DIRECTIONS —
The lines below, beginning at the one that contains "Target: grass" and ending at the last, are to be retyped exactly.
*** INFORMATION Section Begins ***
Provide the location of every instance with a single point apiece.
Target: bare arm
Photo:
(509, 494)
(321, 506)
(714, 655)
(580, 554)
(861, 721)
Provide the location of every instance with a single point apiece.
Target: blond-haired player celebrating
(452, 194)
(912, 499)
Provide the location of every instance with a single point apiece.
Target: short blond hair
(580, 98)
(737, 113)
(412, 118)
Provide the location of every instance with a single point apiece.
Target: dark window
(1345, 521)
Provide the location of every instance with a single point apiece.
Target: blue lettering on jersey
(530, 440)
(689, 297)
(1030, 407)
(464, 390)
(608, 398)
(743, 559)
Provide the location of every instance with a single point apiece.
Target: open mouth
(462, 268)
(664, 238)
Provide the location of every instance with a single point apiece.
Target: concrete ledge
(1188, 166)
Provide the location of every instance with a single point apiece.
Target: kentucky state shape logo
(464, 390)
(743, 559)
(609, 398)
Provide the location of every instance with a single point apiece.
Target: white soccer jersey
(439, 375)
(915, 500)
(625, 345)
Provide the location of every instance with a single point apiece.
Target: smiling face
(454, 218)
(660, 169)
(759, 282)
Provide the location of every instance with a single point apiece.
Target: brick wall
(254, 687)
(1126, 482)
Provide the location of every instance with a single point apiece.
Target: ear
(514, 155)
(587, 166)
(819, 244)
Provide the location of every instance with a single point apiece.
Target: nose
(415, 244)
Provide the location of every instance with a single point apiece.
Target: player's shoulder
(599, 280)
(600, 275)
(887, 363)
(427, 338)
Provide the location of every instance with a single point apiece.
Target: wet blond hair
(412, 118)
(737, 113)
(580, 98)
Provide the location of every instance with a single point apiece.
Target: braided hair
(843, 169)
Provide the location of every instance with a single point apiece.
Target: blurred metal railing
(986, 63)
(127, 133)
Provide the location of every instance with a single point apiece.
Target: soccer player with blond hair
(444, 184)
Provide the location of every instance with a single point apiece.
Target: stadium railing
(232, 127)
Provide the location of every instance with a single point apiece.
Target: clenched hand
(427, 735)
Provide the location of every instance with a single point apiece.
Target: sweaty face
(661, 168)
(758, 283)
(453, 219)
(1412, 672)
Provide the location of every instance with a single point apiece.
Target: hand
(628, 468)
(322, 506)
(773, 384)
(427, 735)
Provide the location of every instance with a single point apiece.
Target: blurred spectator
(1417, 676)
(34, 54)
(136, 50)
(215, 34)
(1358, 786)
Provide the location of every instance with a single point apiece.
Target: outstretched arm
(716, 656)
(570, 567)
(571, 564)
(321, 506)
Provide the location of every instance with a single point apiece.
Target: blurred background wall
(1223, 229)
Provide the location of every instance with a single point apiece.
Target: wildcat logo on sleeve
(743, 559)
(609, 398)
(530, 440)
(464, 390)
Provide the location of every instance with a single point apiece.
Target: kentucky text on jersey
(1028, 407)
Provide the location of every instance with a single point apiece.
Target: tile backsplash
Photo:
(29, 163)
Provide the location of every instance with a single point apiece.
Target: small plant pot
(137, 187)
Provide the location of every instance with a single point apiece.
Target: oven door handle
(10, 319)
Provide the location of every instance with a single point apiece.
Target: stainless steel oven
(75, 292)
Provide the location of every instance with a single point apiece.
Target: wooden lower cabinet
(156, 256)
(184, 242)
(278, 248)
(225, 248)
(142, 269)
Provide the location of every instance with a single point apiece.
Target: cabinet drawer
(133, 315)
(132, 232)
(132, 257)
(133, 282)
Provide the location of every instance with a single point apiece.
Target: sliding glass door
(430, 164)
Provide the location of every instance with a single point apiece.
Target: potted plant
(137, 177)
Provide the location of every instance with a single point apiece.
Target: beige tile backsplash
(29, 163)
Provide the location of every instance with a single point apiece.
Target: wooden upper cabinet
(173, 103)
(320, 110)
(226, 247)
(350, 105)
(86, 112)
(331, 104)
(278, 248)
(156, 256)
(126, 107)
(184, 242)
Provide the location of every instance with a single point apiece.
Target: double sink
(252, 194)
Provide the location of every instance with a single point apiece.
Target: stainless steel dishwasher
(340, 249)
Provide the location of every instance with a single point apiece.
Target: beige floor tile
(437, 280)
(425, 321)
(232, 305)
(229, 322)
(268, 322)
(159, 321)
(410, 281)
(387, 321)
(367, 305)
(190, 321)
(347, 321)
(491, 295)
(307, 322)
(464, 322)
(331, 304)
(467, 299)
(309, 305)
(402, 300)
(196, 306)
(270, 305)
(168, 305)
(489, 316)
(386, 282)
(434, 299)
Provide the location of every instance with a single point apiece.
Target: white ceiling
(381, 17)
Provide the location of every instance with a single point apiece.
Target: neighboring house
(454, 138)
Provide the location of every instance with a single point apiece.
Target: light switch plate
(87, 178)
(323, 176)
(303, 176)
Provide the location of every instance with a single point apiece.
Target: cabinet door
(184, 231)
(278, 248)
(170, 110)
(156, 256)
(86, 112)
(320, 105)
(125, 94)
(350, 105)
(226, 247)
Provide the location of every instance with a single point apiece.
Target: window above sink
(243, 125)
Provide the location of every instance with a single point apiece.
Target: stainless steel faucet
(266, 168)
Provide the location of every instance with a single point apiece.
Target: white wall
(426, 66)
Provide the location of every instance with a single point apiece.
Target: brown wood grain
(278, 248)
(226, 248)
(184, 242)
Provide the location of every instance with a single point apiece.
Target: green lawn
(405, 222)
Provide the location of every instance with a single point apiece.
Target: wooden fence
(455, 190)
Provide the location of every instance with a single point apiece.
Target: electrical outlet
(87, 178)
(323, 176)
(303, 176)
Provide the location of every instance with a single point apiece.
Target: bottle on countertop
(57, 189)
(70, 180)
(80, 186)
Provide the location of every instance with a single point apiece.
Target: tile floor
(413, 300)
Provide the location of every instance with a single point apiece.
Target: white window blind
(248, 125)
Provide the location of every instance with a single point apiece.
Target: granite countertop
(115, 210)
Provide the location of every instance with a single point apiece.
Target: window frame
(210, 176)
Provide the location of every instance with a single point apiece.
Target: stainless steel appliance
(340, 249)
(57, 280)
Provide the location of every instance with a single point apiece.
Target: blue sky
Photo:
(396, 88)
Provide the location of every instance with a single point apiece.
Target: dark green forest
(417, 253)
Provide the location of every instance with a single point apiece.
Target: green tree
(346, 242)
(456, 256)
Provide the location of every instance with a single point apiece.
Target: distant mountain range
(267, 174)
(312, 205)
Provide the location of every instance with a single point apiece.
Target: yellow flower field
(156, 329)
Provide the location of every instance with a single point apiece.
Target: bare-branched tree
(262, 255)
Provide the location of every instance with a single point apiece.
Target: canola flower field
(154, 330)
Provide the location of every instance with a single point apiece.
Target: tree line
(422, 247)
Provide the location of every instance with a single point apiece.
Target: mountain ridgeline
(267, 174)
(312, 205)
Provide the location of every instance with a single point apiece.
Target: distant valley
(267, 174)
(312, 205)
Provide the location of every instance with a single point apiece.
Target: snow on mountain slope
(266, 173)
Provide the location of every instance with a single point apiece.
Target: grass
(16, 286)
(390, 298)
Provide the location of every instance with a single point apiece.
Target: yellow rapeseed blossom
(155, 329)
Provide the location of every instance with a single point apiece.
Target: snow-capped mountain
*** INFORMATION Section Ends ***
EXERCISE RESPONSE —
Target: grass
(16, 286)
(390, 298)
Provide the location of every instance with a single point apiece.
Target: yellow rapeseed blossom
(155, 329)
Provide the location of every instance with a single point apiece.
Target: snow-capped mountain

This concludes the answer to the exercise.